Give back every record word for word, keeping the pictures out.

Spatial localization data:
——————————

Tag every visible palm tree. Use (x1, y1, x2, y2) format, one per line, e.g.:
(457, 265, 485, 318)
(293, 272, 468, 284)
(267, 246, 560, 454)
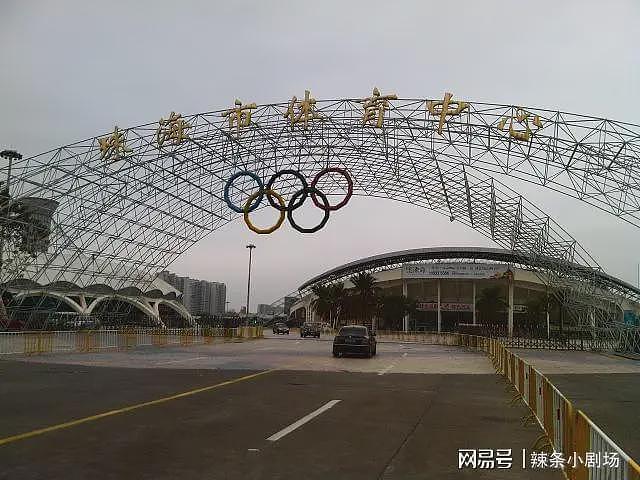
(524, 294, 547, 336)
(349, 272, 379, 325)
(377, 294, 417, 331)
(476, 286, 507, 334)
(328, 283, 346, 329)
(310, 284, 332, 323)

——————————

- **Response area**:
Tag every visible palm tree. Use (x1, y1, x2, y2) format, one per line, e.g.:
(457, 265, 485, 318)
(293, 272, 468, 284)
(267, 246, 560, 454)
(524, 294, 547, 336)
(349, 272, 379, 325)
(377, 294, 417, 331)
(476, 286, 507, 334)
(328, 283, 346, 329)
(310, 284, 332, 323)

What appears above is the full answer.